___ Extrait du document ___

Dans la zone Atlantique, mer des Caraïbes et Golfe du Mexique, on observe en moyenne (des 50 dernières années), 10 phénomènes cycloniques baptisés par saison, et parmi eux 6 ouragans, dont seulement 2 de catégorie 3 ou plus.
Depuis 1995, on constate une nette augmentation de ces chiffres, puisque la moyenne sur 10 ans est passée de 9 ou 10 en 1994 à près de 14 en 2004 !
Mais en 2005, cette moyenne de 14 est pulvérisée, puisque 27 phénomènes cycloniques ont été répertoriés, dont 14 ouragans.
Quant au nombre de cyclones intenses, il augmente aussi très sensiblement
: 3 ouragans de catégorie 5 sur l'échelle de Saffir-Simpson, et
7 de catégorie 3 ou plus, au lieu de 2 à 3 habituellement. En
terme d'activité cyclonique (englobant l'intensité et la durée
de vie de chaque cyclone), nous avons observé une activité 2,6
fois supérieure à la moyenne.
Pourtant, si l'activité cyclonique augmente très sensiblement sur l'Atlantique depuis 1995, le nombre de phénomènes cycloniques sur l'ensemble du globe (tous bassins océaniques confondus) se maintient pourtant à environ 100 par an. Ces chiffres indiqueraient donc clairement que l'augmentation de l'activité cyclonique constatée en Atlantique est un phénomène régional, et non pas d'échelle mondiale.

___ Extrait de données ___

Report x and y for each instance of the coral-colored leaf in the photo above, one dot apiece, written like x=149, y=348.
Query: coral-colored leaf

___

La consigne
Poursuivez le texte sur l'activité cyclonique dans l'Atlantique en reprenant après sa dernière phrase.

La réponse
En réalité, la proportion du nombre de cyclones sur l'Atlantique dans l'activité mondiale est passée de 8 % au début des années 90 à 16 % en 2004, et cette année la part " Atlantique " représente plus de 27 % du total mondial ! ! ! (cf graphique ci-dessous)
Cette activité exceptionnelle était-elle réellement prévue de longue date, comme on l'entend dire ça et là ?
Nous nuancerons la réponse, à partir des chiffres et prévisions
établies par l'équipe de scientifiques de W. Gray (université
du Colorado), équipe qui fait autorité aux Etats-Unis et dans
la zone des Caraïbes et qui étudie justement les relations entre
l'activité cyclonique et certains paramètres prédicteurs.
En décembre 2004, l'équipe avait anticipé sur une
année 2005 très légèrement plus active à
la moyenne : 11 phénomènes baptisés, dont 6 ouragans et
une activité de l'ordre de 115 % de la moyenne.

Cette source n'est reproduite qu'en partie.